> **WHAT THE TASK REQUIRES**: In the material below, repeat only the lines from the one that holds "of the leather" through the final line, exactly as they stand.

>> start DATA FOR THIS EXERCISE

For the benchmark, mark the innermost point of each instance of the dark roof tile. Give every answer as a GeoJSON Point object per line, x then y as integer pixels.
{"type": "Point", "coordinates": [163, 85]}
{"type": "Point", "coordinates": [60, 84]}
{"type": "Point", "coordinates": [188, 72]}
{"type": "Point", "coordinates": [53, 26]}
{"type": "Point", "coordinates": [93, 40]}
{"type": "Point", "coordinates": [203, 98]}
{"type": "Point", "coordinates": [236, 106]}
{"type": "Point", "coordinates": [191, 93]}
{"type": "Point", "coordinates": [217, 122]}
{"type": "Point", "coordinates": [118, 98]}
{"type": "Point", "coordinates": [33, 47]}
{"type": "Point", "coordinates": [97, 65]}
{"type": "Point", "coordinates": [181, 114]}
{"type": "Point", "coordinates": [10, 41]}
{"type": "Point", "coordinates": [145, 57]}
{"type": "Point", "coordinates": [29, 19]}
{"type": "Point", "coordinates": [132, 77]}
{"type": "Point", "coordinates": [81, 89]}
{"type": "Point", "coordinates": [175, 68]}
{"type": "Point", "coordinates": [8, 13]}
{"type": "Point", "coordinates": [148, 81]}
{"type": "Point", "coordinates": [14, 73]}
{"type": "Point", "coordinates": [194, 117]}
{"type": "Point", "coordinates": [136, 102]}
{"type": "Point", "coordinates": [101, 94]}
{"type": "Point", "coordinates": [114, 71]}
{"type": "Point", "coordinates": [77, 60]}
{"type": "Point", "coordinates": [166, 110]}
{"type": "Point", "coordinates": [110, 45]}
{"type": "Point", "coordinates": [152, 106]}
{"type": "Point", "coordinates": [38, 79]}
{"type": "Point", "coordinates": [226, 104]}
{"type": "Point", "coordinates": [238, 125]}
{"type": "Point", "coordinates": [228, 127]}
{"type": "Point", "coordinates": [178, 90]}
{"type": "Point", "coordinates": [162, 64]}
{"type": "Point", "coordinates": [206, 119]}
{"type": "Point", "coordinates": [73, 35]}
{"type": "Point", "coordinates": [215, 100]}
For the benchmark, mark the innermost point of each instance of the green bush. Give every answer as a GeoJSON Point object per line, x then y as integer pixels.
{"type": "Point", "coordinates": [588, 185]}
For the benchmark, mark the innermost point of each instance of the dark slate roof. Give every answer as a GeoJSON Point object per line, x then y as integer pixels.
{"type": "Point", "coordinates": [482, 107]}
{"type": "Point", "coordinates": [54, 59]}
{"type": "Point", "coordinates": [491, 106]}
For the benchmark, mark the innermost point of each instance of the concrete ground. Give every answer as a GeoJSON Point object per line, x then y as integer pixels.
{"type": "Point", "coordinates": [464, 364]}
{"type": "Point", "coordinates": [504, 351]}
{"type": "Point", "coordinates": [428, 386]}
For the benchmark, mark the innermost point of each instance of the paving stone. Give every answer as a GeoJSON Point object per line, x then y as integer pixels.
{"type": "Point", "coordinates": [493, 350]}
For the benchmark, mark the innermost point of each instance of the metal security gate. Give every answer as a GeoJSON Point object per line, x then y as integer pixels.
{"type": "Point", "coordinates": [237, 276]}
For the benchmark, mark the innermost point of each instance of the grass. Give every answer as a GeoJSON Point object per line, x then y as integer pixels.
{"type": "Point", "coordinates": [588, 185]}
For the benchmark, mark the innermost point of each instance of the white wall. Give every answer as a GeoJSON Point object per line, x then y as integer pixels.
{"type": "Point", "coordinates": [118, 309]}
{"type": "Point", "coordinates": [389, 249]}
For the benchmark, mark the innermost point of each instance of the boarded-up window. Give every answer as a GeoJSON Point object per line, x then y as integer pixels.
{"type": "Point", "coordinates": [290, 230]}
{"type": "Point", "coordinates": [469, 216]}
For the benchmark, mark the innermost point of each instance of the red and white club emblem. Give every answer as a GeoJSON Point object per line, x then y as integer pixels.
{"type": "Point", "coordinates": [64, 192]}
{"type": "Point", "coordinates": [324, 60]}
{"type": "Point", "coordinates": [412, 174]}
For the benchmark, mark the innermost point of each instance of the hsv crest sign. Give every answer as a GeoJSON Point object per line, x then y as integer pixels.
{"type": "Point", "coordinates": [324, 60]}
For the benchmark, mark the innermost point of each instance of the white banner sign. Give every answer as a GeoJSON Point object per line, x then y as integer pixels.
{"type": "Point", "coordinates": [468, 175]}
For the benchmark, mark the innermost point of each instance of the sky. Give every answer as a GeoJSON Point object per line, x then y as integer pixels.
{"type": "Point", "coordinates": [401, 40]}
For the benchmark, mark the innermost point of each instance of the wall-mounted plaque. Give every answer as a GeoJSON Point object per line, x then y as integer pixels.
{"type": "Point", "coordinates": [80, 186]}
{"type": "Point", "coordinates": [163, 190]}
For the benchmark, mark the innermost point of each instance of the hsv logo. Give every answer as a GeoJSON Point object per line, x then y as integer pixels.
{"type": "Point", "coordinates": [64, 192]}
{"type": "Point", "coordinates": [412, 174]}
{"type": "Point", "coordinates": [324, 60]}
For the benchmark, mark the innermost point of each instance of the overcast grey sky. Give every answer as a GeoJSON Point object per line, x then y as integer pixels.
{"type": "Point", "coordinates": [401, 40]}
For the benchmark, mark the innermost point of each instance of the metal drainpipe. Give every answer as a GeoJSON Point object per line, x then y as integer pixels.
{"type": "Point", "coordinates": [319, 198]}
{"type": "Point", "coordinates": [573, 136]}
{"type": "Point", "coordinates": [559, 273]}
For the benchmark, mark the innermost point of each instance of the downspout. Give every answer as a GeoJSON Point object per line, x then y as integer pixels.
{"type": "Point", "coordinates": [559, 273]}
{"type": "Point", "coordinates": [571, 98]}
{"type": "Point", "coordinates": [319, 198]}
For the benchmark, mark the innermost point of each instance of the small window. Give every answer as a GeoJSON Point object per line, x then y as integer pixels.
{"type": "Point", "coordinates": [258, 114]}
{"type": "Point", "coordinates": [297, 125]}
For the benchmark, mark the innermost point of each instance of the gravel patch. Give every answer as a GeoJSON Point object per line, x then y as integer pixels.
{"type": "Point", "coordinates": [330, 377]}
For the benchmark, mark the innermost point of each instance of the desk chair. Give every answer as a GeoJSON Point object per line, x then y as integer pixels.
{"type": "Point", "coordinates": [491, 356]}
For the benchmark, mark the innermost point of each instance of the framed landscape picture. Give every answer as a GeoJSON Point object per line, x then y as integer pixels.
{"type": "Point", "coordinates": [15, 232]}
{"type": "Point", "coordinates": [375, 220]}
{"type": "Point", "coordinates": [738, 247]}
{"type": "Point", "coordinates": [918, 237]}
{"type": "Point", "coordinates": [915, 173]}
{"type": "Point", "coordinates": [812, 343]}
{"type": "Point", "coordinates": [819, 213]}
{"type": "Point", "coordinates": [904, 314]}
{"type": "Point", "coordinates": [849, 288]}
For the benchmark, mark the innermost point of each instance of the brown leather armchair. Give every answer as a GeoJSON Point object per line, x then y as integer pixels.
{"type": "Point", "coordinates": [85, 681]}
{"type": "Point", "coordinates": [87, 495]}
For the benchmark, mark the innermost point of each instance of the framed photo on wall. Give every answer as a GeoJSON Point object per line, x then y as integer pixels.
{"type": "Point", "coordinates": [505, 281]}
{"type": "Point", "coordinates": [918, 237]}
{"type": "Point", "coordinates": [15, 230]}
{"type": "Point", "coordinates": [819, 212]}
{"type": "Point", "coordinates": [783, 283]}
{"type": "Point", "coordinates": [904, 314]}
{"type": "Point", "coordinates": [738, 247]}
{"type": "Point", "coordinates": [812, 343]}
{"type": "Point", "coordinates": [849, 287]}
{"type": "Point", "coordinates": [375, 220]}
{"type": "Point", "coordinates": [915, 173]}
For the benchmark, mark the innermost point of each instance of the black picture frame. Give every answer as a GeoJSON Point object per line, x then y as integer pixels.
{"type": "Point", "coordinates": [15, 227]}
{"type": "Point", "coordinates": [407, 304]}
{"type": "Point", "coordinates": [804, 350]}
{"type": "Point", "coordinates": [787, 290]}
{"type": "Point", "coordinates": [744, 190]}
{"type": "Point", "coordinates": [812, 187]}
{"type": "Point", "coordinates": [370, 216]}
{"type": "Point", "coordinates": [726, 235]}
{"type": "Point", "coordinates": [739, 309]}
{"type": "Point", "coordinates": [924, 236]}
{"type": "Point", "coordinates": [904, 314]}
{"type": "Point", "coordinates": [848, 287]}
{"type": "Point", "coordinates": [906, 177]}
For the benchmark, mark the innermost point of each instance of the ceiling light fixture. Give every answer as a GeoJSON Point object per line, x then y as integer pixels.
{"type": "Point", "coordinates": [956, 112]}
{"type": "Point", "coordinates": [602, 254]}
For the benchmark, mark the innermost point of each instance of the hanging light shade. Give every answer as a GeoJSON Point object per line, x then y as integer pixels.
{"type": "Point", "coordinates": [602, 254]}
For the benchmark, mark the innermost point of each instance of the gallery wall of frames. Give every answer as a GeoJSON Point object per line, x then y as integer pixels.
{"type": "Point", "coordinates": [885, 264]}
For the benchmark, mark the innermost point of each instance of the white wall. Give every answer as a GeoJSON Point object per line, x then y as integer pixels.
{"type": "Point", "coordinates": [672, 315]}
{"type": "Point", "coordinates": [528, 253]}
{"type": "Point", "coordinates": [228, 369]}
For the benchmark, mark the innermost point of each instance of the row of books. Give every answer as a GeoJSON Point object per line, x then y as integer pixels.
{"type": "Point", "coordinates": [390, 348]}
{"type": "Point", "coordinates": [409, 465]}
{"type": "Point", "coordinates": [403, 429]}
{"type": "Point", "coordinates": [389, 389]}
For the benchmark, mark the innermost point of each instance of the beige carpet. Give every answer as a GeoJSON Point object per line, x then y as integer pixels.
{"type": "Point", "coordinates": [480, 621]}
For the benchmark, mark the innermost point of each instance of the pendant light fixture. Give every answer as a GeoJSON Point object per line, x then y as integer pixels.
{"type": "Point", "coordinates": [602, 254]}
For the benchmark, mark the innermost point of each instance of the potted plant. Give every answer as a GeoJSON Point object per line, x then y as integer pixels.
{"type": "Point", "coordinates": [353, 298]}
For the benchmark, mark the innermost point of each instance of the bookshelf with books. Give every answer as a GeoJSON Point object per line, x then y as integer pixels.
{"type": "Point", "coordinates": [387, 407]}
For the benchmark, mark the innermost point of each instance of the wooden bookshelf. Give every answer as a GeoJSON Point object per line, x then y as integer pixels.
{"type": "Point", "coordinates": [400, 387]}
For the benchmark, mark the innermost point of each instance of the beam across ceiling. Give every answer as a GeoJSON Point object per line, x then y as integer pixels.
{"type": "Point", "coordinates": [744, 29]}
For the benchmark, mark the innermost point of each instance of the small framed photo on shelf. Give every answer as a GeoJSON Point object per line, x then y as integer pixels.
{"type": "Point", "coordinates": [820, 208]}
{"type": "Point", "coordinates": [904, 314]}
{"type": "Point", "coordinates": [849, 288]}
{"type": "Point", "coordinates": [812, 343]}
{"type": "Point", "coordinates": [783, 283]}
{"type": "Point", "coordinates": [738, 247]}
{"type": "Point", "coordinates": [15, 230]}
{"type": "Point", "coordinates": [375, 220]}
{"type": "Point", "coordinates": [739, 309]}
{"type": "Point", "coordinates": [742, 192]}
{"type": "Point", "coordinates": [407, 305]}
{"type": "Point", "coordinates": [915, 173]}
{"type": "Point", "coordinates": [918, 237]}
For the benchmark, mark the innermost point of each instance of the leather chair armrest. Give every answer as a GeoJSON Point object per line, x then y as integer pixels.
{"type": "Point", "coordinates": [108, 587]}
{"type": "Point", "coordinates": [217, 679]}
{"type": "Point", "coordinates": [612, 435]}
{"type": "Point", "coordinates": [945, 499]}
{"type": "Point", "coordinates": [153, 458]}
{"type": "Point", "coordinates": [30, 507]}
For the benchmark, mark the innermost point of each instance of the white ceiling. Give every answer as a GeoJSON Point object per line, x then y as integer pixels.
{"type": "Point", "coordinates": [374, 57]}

>> end DATA FOR THIS EXERCISE

> **CORRECT ANSWER**:
For the benchmark, mark the innermost point of each instance of the leather chair armrest. Give every answer as a GeoJSON Point object per line, x then y as integer pixels.
{"type": "Point", "coordinates": [108, 587]}
{"type": "Point", "coordinates": [217, 679]}
{"type": "Point", "coordinates": [612, 435]}
{"type": "Point", "coordinates": [945, 499]}
{"type": "Point", "coordinates": [153, 458]}
{"type": "Point", "coordinates": [30, 507]}
For the benchmark, mark the innermost point of each instance of the white ceiling. Give every answer as a GeoJSON Point object per line, x then y as integer pixels.
{"type": "Point", "coordinates": [374, 57]}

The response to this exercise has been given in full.